■ Document passage
Event/Alarm Correlation Engine

[0077] In this example embodiment, the appliance NetGain Enterprise Manager (600) provides unified management of alarms (606) from various disparate sources (604) such as devices, services and applications. The fault information in alarms are put through an intelligent set of correlation rules to suppress redundant information, isolate and quickly identify and resolve cause of the problem. The alarm management process (1000) is shown in FIG. 10.

[0078] The alarm correlation rules are applied to each alarm to be propagated with regards to other alarm information as specified in the rules. The supported correlation rules are alarm root cause rules, alarm threshold count rules and alarm transient correlation rules.

[0079] The alarm root cause rule defines the relation of a root cause object's alarm to the dependant object's alarm in a time window. Such rules can be defined for well-known dependencies, such as a web-server and a web-site. If a root cause alarm arrives (1002) prior to the dependant alarms, the dependant alarms are not propagated till the root cause is fixed within a time window. A check for other alarms is also carried out as shown in stage 1004. This behavior could help to quickly identify the root cause, while helping to focus away from the dependant alarms. The following is an example of this alarm. If a web-server is down the web-site would be down as well. Therefore if a root-cause alarm `web-server down` is present within a reasonable amount of time prior to the arrival of `web-site down` alarm, then the `web-site down` alarm is not sent.

[0080] The alarm transient correlation rules are intended for a flood of alarms that notify a changing attribute, for instance state of a device. The final value of the attribute is considered (1006) while ignoring the transient values using this rule, over a specified time window. The following is an example of this alarm. If a state of a communication port changes very frequently, say every few micro-seconds, it could send a changing status signals as alarms. The transient rule helps to receive the final status during a given time window, say a second.

[0081] The alarm threshold count rule specifies the threshold value of the number of times a particular type of alarm should be allowed to propagate. This rule helps to suppress `alarm flood` or repetitive alarms of the same type from the same source. The following is an example of this alarm. There could be a device or service such as a communication port which would send multiple similar alarms repeatedly every few micro-second on an existing error. The threshold count rule can help to de-duplicate (1008) the multiple alarms and present them as a single alarm if they arrive within a given time window, say a second.

Inventory Management

[0082] Effective IT infrastructure management practices need accurate physical inventory, due to the fact that knowing what is available is necessary to plan to manage and control the assets effectively. The asset management practice can only succeed if the underlying asset repository is accurate and it must be maintained and validated by periodic checks on the physical inventories or over time the repository will become inaccurate. Experience shows inaccurate asset repository can be worse than no repository since users can make important decisions based on very flawed data.

[0083] In this embodiment, the appliance NetGain Enterprise Manager (600) keeps track of the managed devices and related inventory, through a process of auto-discovery and inventory query. It helps to periodically check the physical and logical assets through communication processes (602) while being able to query and classify by their types and sub-types.

[0084] The auto-discovery process helps to populate the inventory database with up-to-date information on devices. Their attributes such as, the type of Operating System, other attributes, including SNMP attributes, services, devices installed on the host, processes running on the host and the software installed on the host are recorded in the inventory database.

[0085] The users can perform inventory queries based on the types and subtypes of resources (604) such as, network routers, network switches, network bridges, computers, performance monitors, Operating systems, protocol based devices, categories and the IP Address.

■ Records supplied
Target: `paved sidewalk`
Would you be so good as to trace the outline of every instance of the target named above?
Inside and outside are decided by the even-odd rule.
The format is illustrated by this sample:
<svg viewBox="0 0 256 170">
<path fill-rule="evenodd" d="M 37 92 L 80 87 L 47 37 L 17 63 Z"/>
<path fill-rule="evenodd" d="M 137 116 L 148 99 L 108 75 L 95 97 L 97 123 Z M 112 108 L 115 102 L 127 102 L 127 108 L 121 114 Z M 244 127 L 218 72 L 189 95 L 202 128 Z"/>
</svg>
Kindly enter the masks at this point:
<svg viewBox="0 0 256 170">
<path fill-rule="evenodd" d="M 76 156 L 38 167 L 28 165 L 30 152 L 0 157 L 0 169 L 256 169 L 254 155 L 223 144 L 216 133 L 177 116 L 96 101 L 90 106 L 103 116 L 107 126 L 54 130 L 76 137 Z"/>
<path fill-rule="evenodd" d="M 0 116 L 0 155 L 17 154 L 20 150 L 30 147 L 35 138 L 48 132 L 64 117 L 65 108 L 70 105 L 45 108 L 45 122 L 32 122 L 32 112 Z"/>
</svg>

■ Objectives
A – Answer these questions from the passage on alarm correlation and inventory management:
(i) Which three kinds of alarm correlation rules are supported?
(ii) Which pair of components is given as a well-known dependency for alarm root cause rules?
(iii) Which process populates the inventory database with up-to-date device information?
B – Render this sentence from the passage on alarm correlation and inventory management in German: "The auto-discovery process helps to populate the inventory database with up-to-date information on devices."
C – Extend the passage on alarm correlation and inventory management past its last sentence.

■ Exercise responses
A –
(i) Alarm root cause rules, alarm threshold count rules and alarm transient correlation rules.
(ii) A web-server and a web-site.
(iii) The auto-discovery process.

B – Der Prozess der automatischen Erkennung hilft dabei, die Inventardatenbank mit aktuellen Informationen über Geräte zu füllen.

C –
[0086] The types of resources may be further categorized and sub-categorized where necessary. The inventories queried are with details of the resource such as services, monitors and other related objects.

Automating Management Tasks

[0087] To increase business process efficiency, quickening the pace of information exchange and bridging the semi-automated and manual tasks becomes an utmost priority. For instance, routine IT infrastructure issues such as notifications could be automatically generated, assigned and sent to the responsible groups or individuals swiftly. The automation should be flexible enough to be adjusted and introduced into the system efficiently with minimal delay.

[0088] In this embodiment, the appliance NetGain Enterprise Manager (600) provides very flexible automation framework to trigger various tasks on incoming fault or service level information. It is a direct result of integration and sharing of real-time information in a common model across the components.

Notification

[0089] In this example embodiment, each user with a user account in the NetGain Enterprise Manager can create rules (1102) to specify various ways of notifying himself about creation or changes in the status of SLA, and alarms (900). Such notifications can be in different templates (1104) such as in the form of e-mails, SMS, popup-window or sound. The process of report generation from monitors can be seen in FIG. 11.

Notification Engine:

[0090] In the embodiment, the appliance is required to distribute notifications efficiently and reliably. Efficient and reliable notification of users is carried out by the central notification engine which processes the asynchronous requests. The central notification engine operates on a set of notification rules (1010) for each user. It receives notification causes such as alarms or service level changes. These notification causes are relayed (1012) to the users as specified by the notification rules (1010). The notification rules (1010) specify the description (1106) of the cause, such as type of an alarm or object that caused the alarm or service level change etc. The rule also specifies the type of notification such as email, SMS, sound or a pop-up window etc.

Auto-Action on Alarms

[0091] Auto-actions on alarms are configured to be executed when an alarm is generated in the system. The auto-actions that match the `Filtering Criteria` will be invoked (1014) for each alarm generated. The different types of alarm auto-actions are the script auto-action where a specified script is executed and the acknowledge auto-action where the alarm is auto-acknowledged and assigned to a specified user (1016).

Advantages of Example Embodiment Over Other Appliances:

Integrated all-in-One Functionality

[0092] NetGain Enterprise Manager provides out-of-the-box integrated functionality spanning across inventory management, fault management, topology management, and performance and SLA management, using shared information and data model.

[0093] The integrated functionality enables faster and more efficient information sharing across the various functionalities which in-turn would make end-to-end automation affordable and immediate reality. Automation combined with faster and more efficient information sharing can help to meet the critical business goals such as to reduce cost, increase efficiency, reduce service time-to-market, accelerate time-to-revenue, ensure quality of service and guarantee customer satisfaction.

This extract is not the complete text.